Ihren Spitznamen verdankt Marthe Cohn unter anderem der Hartnäckigkeit, mit der ihr in den letzten Monaten der Schoa die Aufnahme in die französische Armee gelang.
Nicht nur wegen ihrer Körpergröße war ihr das zunächst verweigert worden, sondern auch wegen der gefälschten Dokumente, die ihr und ihrer jüdischen Familie aus Metz zuvor ermöglicht hatten, sich vor den deutschen Besatzern in die »Freie Zone« nach Südfrankreich zu retten.
Einschleusung Als Mitglied des französischen Militärgeheimdienstes wurde Marthe dann über die Schweiz nach Deutschland eingeschleust, wo sie, getarnt als Krankenschwester, die Stimmung in der deutschen Zivilbevölkerung erkunden sollte.
Von einem deutschen Nazi-Offizier erfuhr sie von einem Hinterhalt der Wehrmacht im Schwarzwald, den die alliierten Truppen daraufhin umgehen und damit den Tod vieler Soldaten vermeiden konnten.

*EINGABEDATEN*:

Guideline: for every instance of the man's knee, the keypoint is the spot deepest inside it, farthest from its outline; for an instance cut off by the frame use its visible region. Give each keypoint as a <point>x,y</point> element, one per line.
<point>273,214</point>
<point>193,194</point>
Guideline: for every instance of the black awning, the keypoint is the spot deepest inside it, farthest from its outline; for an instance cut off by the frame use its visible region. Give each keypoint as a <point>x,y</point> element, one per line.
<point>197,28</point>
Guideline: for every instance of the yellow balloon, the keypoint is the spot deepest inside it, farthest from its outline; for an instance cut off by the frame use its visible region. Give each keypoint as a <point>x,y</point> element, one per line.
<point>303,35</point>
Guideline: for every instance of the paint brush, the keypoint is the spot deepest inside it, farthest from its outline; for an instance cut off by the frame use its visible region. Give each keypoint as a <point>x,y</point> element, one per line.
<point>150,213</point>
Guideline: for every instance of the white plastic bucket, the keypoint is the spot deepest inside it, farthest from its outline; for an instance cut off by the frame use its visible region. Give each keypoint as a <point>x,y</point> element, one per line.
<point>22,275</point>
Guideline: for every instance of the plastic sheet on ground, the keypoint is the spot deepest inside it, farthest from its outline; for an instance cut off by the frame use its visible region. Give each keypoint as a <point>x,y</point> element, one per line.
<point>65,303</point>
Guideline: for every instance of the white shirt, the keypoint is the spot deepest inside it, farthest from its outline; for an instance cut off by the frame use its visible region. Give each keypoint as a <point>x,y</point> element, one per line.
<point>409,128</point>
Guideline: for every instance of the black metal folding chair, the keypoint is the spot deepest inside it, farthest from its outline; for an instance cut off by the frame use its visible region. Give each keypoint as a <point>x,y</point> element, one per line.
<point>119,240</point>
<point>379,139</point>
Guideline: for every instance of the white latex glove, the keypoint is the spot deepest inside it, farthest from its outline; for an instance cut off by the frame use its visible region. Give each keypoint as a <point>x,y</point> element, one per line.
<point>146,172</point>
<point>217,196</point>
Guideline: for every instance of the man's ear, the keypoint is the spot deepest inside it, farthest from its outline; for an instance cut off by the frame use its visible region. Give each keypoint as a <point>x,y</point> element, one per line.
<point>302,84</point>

*ERFORDERLICHE SCHRITTE*:
**A.** Kopieren Sie aus dem Text über Marthe Cohn alles von „Ihren Spitznamen verdankt“ bis hinunter zu „französische Armee gelang.“ wortgetreu.
**B.** Geben Sie aus den Datensätzen alles von der Zeile mit „Guideline: for every instance of the white latex“ bis hinunter zur Zeile mit „<point>217,196</point>“ erneut aus, wobei „latex“ durch „rubber“ ersetzt wird und alles Übrige unverändert bleibt. Liefern Sie nur diese Zeilen.
Text und Datensätze stehen in keinem Zusammenhang miteinander.

*ERGEBNISSE JE AUFGABE*:
**A.**
Ihren Spitznamen verdankt Marthe Cohn unter anderem der Hartnäckigkeit, mit der ihr in den letzten Monaten der Schoa die Aufnahme in die französische Armee gelang.

**B.**
Guideline: for every instance of the white rubber glove, the keypoint is the spot deepest inside it, farthest from its outline; for an instance cut off by the frame use its visible region. Give each keypoint as a <point>x,y</point> element, one per line.
<point>146,172</point>
<point>217,196</point>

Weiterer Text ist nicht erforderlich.